[ACTION ITEM] Wherever the word "body" turns up in a line of the entries, copy that line.

[RECORDS TO USE]
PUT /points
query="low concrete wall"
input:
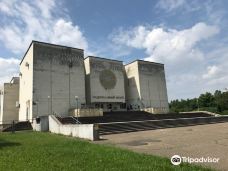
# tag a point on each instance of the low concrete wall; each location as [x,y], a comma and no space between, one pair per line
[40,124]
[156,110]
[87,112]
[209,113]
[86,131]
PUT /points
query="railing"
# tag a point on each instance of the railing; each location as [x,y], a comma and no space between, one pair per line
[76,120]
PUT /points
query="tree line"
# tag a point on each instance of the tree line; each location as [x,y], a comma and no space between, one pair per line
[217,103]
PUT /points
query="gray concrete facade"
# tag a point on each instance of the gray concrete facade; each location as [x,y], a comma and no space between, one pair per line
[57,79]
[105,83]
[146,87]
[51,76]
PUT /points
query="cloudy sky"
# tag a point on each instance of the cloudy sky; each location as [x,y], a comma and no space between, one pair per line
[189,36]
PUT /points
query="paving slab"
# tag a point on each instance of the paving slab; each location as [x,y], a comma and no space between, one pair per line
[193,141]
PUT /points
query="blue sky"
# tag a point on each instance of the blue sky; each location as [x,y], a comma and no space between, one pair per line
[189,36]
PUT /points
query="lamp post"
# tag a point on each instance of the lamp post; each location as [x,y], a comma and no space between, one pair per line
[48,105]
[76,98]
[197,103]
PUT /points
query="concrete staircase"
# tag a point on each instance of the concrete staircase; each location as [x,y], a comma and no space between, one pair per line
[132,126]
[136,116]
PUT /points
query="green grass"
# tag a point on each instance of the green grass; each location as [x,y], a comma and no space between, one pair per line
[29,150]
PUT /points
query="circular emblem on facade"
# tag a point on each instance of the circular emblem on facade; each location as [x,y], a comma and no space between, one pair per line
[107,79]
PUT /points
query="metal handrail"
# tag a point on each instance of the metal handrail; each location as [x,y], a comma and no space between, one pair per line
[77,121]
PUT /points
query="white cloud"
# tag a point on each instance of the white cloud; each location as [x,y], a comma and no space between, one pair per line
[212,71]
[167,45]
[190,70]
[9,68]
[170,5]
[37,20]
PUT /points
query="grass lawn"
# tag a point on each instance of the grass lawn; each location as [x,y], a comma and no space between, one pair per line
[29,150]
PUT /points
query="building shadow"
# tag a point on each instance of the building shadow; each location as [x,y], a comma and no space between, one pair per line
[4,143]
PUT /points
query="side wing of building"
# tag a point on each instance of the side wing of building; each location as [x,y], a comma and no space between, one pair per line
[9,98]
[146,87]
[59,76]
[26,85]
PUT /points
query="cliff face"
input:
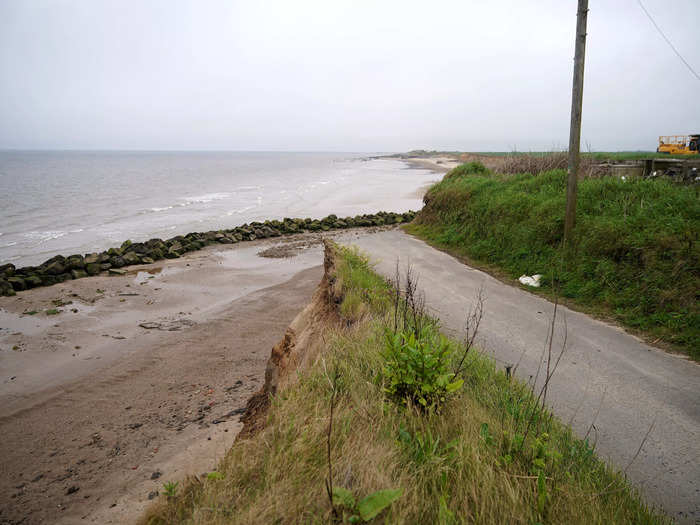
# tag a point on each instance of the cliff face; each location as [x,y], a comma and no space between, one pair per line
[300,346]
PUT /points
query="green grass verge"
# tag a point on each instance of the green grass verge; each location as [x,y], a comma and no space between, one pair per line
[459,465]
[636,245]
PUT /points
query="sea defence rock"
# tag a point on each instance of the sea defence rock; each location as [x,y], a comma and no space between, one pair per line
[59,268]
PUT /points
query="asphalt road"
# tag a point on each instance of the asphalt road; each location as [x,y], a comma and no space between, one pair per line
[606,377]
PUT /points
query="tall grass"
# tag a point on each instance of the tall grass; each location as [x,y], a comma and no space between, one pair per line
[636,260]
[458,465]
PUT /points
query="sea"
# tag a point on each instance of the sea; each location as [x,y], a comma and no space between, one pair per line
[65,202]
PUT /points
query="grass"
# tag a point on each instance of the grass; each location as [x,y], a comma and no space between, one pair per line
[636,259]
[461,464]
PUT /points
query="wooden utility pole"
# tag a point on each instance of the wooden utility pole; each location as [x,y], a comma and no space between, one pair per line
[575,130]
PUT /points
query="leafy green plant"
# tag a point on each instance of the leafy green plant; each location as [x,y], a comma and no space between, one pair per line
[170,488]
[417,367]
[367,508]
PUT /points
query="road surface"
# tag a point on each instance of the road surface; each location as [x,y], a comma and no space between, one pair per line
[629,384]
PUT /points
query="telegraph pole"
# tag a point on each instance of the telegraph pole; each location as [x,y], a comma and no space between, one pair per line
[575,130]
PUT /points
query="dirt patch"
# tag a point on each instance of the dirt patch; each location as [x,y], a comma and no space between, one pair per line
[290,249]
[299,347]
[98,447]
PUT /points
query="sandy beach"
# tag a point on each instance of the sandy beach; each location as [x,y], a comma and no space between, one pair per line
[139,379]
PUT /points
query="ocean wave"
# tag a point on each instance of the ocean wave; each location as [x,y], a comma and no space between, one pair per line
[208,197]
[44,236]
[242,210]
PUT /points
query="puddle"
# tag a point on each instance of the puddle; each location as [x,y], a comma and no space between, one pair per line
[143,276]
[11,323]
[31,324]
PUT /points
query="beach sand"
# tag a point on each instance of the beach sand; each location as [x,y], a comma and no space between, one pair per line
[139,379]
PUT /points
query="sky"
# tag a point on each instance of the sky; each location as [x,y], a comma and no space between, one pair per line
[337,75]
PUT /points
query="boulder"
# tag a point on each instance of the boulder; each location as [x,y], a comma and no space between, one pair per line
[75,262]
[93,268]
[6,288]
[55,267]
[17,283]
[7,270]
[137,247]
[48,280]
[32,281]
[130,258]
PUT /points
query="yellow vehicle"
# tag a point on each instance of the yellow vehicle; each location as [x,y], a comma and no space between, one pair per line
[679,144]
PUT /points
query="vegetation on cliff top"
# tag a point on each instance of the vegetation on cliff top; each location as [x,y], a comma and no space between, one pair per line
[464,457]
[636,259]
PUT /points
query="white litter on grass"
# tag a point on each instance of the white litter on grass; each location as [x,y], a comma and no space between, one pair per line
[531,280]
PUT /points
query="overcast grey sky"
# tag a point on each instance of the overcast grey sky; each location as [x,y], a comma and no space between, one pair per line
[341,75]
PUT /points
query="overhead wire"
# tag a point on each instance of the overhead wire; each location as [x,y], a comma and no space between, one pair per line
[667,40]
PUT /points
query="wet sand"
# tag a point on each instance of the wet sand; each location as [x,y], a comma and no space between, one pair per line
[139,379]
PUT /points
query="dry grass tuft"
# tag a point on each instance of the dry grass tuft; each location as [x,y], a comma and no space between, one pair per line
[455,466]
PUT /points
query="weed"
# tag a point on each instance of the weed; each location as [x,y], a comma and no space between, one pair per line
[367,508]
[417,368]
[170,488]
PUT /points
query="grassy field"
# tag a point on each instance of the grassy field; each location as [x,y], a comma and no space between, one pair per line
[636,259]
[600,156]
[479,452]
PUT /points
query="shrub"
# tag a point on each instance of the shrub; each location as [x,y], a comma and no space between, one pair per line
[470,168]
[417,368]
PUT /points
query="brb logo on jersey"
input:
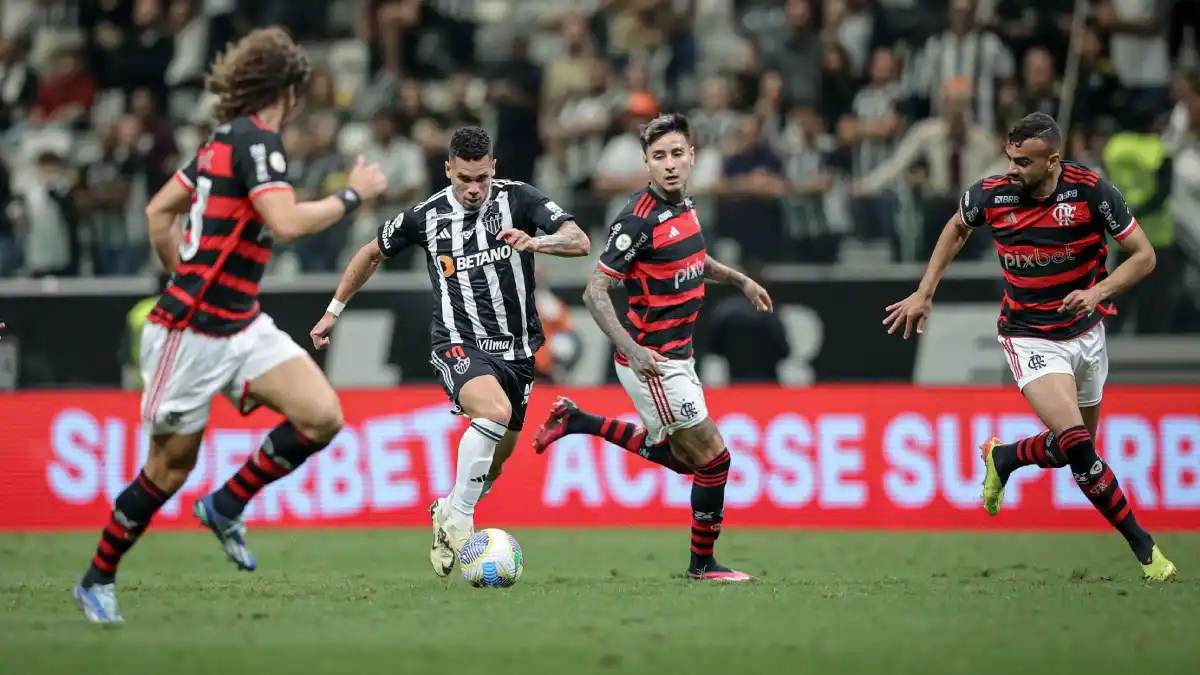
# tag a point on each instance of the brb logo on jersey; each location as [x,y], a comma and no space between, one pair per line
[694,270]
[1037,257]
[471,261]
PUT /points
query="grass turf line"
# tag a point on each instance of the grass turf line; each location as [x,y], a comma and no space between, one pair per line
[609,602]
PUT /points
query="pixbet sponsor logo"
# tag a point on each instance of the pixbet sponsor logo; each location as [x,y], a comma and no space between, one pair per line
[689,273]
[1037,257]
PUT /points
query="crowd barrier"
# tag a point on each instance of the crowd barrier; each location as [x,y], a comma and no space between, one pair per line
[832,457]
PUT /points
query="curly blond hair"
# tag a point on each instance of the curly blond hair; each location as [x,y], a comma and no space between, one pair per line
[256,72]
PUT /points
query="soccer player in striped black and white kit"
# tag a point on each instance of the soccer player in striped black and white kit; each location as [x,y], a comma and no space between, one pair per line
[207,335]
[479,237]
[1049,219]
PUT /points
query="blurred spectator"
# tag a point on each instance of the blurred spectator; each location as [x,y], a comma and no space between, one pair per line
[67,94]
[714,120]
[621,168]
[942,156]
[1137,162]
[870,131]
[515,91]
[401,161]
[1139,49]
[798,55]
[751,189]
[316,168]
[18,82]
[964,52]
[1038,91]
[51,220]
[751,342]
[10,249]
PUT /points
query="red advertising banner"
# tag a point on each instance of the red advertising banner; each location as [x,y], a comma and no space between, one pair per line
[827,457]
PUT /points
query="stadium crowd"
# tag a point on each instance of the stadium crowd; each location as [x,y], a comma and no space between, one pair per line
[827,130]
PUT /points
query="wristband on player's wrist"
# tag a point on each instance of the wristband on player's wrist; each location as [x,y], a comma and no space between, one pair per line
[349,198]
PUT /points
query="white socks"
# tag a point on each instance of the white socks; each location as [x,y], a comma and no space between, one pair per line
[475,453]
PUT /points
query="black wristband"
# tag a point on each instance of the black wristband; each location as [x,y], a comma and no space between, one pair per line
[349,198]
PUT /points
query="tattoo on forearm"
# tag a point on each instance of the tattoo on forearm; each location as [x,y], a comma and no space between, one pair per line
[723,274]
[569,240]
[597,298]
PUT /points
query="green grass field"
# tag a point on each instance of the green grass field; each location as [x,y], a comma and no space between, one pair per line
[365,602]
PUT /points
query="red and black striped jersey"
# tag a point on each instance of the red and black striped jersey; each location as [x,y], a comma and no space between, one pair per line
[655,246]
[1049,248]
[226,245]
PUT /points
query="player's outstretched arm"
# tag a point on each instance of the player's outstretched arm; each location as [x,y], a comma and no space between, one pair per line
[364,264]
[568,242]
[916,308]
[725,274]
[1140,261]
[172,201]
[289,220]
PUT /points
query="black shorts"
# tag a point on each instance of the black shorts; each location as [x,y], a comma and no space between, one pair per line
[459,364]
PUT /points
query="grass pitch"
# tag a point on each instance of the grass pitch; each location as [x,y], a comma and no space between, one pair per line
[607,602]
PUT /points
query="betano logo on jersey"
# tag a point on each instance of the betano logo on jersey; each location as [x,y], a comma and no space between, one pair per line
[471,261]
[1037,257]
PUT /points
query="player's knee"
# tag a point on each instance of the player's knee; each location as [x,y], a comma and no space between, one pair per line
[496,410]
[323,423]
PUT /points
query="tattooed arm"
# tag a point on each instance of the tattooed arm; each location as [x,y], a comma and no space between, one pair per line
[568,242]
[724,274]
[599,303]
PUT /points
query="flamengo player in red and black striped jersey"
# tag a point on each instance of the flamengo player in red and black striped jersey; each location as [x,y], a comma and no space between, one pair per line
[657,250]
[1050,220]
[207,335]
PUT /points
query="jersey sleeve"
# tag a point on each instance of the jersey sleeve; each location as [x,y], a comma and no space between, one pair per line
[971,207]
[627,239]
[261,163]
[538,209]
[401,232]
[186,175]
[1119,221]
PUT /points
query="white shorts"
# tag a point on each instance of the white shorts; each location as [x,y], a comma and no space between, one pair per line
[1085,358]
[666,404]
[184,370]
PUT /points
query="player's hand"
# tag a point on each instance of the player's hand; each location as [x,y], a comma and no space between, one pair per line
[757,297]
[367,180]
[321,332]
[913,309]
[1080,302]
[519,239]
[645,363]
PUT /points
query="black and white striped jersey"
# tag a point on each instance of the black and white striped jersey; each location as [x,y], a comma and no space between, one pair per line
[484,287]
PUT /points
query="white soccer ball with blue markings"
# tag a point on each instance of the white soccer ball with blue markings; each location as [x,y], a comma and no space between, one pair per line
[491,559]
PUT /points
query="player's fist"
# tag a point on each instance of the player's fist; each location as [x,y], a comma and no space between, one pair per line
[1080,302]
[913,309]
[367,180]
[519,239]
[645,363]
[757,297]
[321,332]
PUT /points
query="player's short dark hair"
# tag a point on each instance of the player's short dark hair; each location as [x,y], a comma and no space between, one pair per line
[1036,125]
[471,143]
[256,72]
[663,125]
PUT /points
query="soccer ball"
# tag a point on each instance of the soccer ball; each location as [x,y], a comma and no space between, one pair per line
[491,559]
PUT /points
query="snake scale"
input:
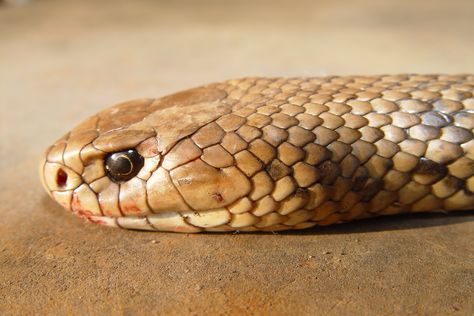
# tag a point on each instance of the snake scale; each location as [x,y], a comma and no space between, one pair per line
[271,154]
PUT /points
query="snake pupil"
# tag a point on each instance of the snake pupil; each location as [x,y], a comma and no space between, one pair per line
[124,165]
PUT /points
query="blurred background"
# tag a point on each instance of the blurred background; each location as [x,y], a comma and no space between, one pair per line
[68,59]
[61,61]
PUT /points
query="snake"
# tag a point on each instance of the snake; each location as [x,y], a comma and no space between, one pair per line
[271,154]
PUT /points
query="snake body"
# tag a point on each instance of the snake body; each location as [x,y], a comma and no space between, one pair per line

[YOUR SOLUTION]
query="snake body"
# tag a point on each instance of the snake body; each location as [x,y], a comma and no space between, one pair per line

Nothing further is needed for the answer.